> [Directions for this task] Pick out every line in the items below that contains the word "Would", and copy each such line in full.

> [Source material]

________

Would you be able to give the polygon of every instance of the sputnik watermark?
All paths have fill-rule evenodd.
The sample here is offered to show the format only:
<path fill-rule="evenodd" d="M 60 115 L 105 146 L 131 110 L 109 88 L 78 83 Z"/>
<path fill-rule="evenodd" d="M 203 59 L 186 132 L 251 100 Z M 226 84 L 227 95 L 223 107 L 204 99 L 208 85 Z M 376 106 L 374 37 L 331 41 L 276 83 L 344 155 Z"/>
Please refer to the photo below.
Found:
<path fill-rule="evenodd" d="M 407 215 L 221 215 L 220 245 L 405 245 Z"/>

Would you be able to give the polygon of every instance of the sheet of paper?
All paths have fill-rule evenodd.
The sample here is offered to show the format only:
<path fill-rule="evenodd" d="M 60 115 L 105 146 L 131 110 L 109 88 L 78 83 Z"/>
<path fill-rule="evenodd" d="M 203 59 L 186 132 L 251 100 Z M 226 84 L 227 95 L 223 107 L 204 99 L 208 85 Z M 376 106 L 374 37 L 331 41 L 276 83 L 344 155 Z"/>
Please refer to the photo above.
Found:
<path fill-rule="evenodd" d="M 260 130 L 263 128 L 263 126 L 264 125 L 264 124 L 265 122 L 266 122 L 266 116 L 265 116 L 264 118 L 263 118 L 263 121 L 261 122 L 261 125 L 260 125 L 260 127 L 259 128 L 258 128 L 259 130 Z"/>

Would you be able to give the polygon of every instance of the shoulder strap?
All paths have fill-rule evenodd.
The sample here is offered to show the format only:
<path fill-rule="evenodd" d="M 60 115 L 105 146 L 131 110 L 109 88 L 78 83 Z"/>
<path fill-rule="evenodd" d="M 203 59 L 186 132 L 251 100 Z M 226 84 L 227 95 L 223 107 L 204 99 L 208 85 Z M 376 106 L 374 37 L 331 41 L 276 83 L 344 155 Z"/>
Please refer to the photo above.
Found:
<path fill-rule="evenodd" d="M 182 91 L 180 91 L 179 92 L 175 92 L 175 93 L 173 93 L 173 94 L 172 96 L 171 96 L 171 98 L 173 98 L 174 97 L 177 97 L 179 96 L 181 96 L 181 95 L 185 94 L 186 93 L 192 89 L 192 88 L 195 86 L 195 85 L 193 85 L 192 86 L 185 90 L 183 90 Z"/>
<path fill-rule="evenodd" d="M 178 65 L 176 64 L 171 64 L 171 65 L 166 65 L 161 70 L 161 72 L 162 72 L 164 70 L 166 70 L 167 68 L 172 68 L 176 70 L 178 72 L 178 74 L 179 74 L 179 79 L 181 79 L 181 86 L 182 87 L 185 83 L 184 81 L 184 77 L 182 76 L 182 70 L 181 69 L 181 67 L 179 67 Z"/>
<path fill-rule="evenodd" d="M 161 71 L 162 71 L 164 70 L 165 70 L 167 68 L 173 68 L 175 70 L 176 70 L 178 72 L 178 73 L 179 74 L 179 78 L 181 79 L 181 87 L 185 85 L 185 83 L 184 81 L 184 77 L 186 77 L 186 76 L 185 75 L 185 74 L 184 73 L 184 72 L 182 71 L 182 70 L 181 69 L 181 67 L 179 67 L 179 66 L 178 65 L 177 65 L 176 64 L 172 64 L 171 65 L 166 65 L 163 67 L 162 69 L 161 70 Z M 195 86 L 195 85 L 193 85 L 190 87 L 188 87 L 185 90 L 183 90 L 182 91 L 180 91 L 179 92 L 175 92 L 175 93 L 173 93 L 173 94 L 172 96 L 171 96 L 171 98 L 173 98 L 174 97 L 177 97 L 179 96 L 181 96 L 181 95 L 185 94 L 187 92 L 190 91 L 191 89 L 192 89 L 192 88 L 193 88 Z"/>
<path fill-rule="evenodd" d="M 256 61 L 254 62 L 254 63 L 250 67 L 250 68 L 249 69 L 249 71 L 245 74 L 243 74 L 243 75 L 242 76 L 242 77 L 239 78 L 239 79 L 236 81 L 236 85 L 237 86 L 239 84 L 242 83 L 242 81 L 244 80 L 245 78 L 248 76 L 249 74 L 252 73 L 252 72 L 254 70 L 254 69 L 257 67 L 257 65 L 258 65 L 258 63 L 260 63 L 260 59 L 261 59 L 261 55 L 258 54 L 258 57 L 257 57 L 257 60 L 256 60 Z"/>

________

> [Answer in full]
Would you be able to give the polygon of every instance of the sputnik watermark?
Would you be able to give the polygon of every instance of the sheet of paper?
Would you be able to give the polygon of every instance of the shoulder strap?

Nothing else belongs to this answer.